(Aim of the task): Locate the line containing "locate the metal grille" in the material below; repeat it and every line after it, exactly as written.

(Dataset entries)

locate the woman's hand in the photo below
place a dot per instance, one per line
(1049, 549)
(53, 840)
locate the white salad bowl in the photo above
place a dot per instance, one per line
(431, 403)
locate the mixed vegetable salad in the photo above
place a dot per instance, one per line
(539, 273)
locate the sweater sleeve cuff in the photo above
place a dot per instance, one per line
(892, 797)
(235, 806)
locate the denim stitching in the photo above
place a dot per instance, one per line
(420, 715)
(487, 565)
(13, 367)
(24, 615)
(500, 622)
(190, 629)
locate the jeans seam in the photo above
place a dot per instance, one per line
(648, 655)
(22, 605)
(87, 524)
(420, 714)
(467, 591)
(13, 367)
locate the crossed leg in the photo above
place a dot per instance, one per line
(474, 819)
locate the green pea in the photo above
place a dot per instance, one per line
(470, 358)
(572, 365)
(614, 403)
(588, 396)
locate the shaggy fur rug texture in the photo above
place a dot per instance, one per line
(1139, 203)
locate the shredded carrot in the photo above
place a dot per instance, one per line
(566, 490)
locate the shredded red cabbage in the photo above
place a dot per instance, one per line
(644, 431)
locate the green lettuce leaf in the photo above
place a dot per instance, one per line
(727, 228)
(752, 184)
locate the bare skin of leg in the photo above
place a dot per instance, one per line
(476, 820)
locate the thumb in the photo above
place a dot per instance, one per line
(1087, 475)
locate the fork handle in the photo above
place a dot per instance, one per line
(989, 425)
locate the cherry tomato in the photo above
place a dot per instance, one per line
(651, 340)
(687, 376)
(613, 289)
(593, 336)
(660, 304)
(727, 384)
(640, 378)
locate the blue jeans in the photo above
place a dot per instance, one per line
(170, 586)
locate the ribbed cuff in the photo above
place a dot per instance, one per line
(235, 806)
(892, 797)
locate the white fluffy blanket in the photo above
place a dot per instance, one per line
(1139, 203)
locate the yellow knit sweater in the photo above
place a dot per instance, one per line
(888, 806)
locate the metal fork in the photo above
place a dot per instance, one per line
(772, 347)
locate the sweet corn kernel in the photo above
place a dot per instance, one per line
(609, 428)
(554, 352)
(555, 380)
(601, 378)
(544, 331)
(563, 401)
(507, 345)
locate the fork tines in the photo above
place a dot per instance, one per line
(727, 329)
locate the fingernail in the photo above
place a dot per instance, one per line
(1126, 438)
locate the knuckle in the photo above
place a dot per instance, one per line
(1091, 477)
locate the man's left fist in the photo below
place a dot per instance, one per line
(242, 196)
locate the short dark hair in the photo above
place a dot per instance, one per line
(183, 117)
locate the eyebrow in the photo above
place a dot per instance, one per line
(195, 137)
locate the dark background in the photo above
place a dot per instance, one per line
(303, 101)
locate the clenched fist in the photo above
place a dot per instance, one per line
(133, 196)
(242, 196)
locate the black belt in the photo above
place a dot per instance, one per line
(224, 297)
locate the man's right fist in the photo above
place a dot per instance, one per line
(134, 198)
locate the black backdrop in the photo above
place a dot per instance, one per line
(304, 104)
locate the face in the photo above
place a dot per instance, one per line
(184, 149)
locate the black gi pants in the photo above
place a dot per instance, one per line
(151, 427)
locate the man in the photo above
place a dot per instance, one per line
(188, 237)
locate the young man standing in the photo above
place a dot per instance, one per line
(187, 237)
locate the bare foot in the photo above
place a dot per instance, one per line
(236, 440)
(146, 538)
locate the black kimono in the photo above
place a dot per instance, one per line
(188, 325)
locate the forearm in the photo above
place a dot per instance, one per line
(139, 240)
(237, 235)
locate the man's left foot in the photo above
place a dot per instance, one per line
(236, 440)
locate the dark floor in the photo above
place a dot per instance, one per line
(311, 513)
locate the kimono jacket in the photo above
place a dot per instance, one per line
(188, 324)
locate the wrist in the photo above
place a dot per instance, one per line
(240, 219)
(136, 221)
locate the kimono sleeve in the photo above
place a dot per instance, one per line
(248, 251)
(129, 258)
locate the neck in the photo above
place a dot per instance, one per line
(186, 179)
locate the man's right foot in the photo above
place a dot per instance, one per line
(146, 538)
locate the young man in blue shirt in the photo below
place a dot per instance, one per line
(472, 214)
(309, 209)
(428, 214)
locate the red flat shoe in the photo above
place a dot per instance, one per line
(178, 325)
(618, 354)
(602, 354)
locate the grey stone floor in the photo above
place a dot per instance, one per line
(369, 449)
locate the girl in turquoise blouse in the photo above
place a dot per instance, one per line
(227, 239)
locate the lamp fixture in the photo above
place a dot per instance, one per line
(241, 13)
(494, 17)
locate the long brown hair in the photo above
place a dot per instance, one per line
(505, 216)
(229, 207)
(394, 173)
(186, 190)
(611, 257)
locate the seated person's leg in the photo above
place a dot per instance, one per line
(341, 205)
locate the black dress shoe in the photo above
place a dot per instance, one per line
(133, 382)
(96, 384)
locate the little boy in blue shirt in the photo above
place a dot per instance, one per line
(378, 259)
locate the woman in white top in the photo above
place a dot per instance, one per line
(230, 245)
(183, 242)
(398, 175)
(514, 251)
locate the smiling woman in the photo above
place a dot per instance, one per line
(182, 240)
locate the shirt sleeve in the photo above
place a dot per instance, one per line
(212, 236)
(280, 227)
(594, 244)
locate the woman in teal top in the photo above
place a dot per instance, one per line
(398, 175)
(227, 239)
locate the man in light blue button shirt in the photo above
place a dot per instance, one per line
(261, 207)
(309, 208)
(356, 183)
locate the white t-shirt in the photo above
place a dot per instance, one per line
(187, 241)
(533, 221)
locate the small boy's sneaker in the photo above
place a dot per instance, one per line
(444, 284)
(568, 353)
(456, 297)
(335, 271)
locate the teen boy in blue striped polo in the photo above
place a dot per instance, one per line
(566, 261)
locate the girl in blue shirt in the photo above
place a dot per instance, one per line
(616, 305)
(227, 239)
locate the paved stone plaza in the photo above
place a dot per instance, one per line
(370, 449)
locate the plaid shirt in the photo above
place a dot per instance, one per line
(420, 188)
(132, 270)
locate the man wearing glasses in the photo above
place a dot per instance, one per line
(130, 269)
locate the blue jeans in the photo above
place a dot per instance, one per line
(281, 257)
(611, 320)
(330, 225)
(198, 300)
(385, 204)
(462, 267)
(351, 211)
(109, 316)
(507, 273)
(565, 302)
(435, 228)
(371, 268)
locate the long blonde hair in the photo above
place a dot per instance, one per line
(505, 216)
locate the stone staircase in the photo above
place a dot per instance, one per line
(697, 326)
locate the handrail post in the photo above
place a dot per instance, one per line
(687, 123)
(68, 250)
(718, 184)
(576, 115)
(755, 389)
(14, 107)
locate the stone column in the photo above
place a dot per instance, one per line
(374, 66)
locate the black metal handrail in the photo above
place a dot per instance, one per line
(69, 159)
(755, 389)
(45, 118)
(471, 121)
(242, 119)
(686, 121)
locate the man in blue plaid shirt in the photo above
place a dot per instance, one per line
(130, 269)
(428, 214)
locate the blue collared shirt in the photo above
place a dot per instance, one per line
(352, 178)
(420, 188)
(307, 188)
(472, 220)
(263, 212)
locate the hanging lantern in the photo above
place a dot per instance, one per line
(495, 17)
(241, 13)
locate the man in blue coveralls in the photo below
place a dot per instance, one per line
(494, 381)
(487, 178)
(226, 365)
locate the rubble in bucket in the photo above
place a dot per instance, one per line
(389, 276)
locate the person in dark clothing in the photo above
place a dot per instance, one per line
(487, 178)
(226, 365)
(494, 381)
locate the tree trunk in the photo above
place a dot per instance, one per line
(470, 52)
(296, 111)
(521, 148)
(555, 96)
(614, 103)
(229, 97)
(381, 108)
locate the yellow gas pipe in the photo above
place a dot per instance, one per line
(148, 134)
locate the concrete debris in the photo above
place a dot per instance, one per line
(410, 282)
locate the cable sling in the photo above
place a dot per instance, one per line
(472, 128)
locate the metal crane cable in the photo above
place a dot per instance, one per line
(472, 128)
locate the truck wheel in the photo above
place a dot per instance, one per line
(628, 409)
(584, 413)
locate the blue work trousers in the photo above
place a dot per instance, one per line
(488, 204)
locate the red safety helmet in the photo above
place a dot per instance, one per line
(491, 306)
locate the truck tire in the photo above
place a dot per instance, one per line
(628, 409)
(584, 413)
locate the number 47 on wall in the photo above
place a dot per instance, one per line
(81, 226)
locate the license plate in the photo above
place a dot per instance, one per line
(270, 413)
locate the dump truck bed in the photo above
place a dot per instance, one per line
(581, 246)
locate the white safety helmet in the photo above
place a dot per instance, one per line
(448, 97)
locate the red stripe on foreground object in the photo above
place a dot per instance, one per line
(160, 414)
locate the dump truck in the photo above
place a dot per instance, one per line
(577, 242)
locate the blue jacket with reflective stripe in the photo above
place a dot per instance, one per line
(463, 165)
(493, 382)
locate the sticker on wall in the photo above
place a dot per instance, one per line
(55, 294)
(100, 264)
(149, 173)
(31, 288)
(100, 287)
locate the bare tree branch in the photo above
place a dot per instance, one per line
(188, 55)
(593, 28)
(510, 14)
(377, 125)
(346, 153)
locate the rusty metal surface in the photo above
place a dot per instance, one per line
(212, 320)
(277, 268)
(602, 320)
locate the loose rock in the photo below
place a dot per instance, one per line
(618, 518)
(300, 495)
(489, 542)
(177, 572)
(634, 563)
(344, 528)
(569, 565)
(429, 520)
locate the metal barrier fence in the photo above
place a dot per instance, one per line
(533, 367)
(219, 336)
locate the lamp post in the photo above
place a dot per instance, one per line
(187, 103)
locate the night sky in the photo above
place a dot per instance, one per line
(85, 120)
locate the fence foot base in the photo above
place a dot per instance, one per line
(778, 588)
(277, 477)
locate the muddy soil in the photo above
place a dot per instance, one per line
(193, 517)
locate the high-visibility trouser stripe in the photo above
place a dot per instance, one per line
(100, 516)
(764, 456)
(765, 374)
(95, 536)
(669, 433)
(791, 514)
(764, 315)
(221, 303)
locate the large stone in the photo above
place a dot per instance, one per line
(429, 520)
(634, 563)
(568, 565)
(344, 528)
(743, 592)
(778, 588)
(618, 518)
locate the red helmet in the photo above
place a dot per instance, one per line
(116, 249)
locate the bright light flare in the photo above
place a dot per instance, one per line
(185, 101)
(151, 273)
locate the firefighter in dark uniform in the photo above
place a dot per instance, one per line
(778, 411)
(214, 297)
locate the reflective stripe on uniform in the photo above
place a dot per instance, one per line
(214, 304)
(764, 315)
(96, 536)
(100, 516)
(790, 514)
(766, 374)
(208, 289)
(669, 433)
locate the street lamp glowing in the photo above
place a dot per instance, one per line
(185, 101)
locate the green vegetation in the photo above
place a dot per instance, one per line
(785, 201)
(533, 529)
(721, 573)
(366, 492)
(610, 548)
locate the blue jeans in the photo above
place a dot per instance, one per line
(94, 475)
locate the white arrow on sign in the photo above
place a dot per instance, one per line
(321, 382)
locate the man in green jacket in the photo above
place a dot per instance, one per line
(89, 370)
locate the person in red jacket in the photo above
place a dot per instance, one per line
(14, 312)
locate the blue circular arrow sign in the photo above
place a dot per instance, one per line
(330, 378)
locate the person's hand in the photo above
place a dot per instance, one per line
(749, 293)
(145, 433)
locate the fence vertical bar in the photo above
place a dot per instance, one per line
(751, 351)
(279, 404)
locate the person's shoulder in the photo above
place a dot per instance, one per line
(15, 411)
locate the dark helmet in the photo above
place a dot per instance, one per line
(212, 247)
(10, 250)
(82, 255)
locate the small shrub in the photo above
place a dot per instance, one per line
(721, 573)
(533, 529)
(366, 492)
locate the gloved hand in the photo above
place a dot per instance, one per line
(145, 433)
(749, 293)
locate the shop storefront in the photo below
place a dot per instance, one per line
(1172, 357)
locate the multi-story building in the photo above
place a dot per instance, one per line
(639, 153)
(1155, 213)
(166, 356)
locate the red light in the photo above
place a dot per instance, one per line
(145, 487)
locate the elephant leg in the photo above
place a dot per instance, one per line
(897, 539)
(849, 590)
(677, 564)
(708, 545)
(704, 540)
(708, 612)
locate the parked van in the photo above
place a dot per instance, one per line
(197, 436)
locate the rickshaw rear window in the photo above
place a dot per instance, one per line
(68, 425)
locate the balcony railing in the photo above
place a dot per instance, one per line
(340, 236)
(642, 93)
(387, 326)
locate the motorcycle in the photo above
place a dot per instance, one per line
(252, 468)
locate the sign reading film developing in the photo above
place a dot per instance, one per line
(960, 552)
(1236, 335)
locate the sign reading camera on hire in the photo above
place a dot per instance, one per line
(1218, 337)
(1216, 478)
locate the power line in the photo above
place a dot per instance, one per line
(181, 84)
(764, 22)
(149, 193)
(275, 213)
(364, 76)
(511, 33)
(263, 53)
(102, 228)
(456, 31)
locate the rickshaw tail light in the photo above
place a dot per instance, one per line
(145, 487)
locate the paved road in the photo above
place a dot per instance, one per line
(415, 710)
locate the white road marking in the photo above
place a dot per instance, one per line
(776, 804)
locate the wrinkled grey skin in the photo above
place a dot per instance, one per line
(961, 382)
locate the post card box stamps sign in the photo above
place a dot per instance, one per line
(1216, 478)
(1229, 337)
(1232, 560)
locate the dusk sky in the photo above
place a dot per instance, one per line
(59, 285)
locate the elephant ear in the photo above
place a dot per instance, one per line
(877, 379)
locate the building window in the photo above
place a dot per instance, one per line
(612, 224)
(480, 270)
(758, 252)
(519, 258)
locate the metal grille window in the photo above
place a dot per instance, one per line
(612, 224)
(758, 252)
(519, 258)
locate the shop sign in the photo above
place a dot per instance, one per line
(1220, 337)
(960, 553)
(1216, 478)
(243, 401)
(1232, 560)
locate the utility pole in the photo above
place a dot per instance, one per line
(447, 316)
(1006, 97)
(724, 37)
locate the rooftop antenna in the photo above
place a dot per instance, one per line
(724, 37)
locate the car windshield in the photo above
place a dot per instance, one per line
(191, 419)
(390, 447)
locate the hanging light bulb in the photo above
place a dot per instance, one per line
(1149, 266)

(Problem solution):
locate the metal grille window in the photo above
place a dot per instance, one per line
(612, 224)
(758, 252)
(519, 258)
locate the shop sign in the photo above
place a dot per instance, one per line
(1220, 337)
(960, 553)
(1216, 478)
(243, 401)
(1232, 560)
locate the utility pole in the photo above
place a dot per instance, one per line
(447, 316)
(1006, 97)
(724, 37)
locate the rooftop antenna in the photo above
place a dot per instance, one per line
(724, 37)
locate the car windshield in the photo above
place a dot per instance, one per line
(191, 419)
(390, 447)
locate the hanging light bulb in the photo above
place a dot per instance, one per line
(1149, 266)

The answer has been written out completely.